> What is needed:
Resume the biography of V. Sivasubramaniam below, picking up after its last sentence.

> Passage provided:
Puisne Justice of the Supreme Court of Ceylon
- In office 1966–1970

Personal details
- Born: 14 March 1908
- Died: 5 December 1985 (aged 77)
- Alma mater: Jaffna Hindu College Ananda College
- Profession: Lawyer
- Ethnicity: Ceylon Tamil

= V. Sivasubramaniam =

Veeravagu Sivasubramaniam (also spelt Sivasupramaniam; 14 March 1908 – 5 December 1985) was a leading Ceylon Tamil lawyer and judge. He was a magistrate, District Judge, Additional Permanent Secretary, Acting Permanent Secretary of the Ministry of Justice and judge of the Supreme Court of Ceylon.

== Early life and family ==
Sivasubramaniam was born on 14 March 1908. He was the son of K. S. Veeravagu, a notary public from Vannarpannai in northern British Ceylon. He had four brothers and two sisters. Sivasubramaniam's brother Dr. Nadarajah was the Chief Medical Officer for Colombo. Sivasubramaniam was educated at Jaffna Hindu College and Ananda College. He was awarded a BA degree from the University of London. He later qualified as an advocate.

Sivasubramaniam married Manonmani, daughter of Dr. Thiyagarajah of Colombo. They had three sons - Dr. Thiagarajah, Yogeswaran and Sivakumar.

> Recorded data:
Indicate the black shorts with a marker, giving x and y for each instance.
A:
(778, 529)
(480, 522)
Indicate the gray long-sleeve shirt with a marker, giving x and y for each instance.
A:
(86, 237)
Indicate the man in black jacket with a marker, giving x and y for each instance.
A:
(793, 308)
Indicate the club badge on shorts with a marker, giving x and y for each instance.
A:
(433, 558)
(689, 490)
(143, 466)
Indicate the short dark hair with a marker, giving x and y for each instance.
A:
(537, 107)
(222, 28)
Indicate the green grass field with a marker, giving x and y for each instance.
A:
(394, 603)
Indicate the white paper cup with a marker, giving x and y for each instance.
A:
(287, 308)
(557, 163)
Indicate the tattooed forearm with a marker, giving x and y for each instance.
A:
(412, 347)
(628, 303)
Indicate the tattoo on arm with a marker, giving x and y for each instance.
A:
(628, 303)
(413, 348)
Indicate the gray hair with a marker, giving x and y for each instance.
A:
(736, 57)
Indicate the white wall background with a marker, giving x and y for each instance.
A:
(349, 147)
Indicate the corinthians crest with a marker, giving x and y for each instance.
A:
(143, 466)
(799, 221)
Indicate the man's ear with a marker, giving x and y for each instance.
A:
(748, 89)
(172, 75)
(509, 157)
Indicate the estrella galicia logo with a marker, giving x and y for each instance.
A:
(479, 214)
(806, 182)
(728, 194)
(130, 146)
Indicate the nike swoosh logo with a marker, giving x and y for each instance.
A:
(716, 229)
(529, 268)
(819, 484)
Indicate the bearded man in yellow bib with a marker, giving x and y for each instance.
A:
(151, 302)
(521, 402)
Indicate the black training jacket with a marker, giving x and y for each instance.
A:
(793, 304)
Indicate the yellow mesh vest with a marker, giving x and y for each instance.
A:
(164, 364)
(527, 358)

---

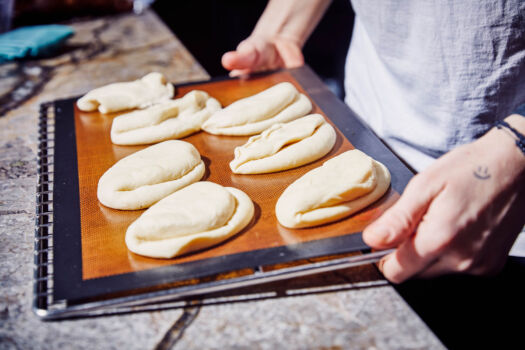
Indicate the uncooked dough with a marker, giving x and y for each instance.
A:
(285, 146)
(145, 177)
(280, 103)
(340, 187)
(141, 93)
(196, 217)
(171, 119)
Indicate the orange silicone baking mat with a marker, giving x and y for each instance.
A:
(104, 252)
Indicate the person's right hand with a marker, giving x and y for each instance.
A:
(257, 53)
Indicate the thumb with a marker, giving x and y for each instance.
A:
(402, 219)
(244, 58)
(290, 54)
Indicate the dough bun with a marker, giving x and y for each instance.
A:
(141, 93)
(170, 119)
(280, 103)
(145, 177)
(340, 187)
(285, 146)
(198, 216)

> Response area:
== Career ==
Sivasubramaniam was called to the bar on 8 March 1933. He then practised law in Jaffna. He joined the judicial service on 27 February 1941 and served as a magistrate in Matara. He was appointed Commissioner of Assize in 1962. He also served as District Judge, Additional Permanent Secretary, Acting Permanent Secretary of the Ministry of Justice. He was appointed to the Supreme Court in 1966 and retired in 1970.

Sivasubramaniam served as a member of the Law Commission, the Board of Trustees of the Bandaranaike Centre for International Studies, the Board of Management of the Dr. N. M. Perera Memorial Trust, the executive committee of the Alumni Association of Jaffna Hindu College, All Ceylon Hindu Congress, Arumuga Navalar Sabai, president of the Colombo Hindu Education Board and chairman of the Hindu Advisory Council.

Sivasubramaniam died on 5 December 1985 at the age of 77.